## GIVEN EXERCISE:
Please find each line in the items below that contains the word "green", and copy those lines.

## Entries from a collection:
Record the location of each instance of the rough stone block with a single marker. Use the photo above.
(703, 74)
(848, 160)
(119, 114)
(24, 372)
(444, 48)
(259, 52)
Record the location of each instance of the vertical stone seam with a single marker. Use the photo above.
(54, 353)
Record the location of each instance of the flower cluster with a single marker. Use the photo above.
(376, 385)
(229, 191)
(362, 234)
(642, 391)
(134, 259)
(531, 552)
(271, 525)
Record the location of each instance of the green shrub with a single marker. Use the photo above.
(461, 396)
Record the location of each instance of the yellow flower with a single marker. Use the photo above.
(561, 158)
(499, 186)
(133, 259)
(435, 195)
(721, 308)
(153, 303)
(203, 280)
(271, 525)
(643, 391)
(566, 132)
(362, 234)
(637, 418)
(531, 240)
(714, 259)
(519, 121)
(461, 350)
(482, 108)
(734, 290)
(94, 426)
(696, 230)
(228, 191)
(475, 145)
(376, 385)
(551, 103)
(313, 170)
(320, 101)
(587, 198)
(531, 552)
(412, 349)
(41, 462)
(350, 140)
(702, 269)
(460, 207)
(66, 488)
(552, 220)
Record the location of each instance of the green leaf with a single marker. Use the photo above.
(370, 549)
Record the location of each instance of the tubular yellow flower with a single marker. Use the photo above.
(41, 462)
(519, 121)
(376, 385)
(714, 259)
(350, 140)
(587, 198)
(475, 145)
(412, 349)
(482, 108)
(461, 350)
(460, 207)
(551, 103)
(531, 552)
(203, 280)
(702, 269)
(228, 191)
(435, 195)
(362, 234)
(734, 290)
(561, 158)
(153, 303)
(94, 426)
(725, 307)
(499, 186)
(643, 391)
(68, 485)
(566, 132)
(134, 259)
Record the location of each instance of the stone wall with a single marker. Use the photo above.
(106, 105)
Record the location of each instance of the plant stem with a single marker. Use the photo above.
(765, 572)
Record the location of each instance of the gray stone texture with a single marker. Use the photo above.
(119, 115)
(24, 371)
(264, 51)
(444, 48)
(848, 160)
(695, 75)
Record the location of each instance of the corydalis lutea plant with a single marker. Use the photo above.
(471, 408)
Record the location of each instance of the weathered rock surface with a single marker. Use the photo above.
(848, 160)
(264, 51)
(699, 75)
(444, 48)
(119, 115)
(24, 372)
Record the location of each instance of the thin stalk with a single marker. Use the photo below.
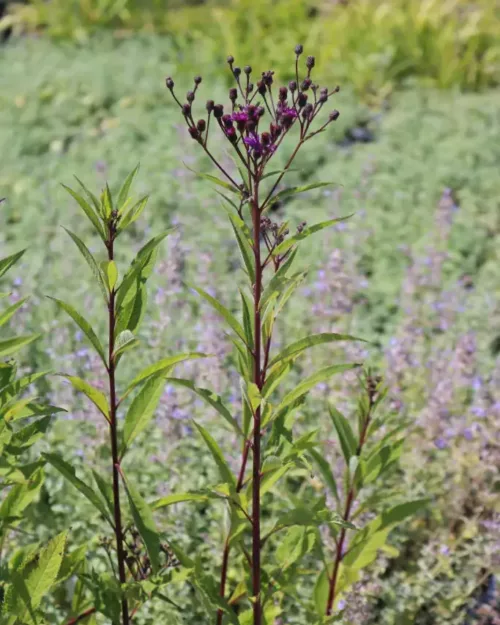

## WRITTEN SOLUTION:
Record the location of each instance of the green shrub with a single marker. Use the photo above.
Record the location of each instance of the green leaf with a single marker. Use the photo above.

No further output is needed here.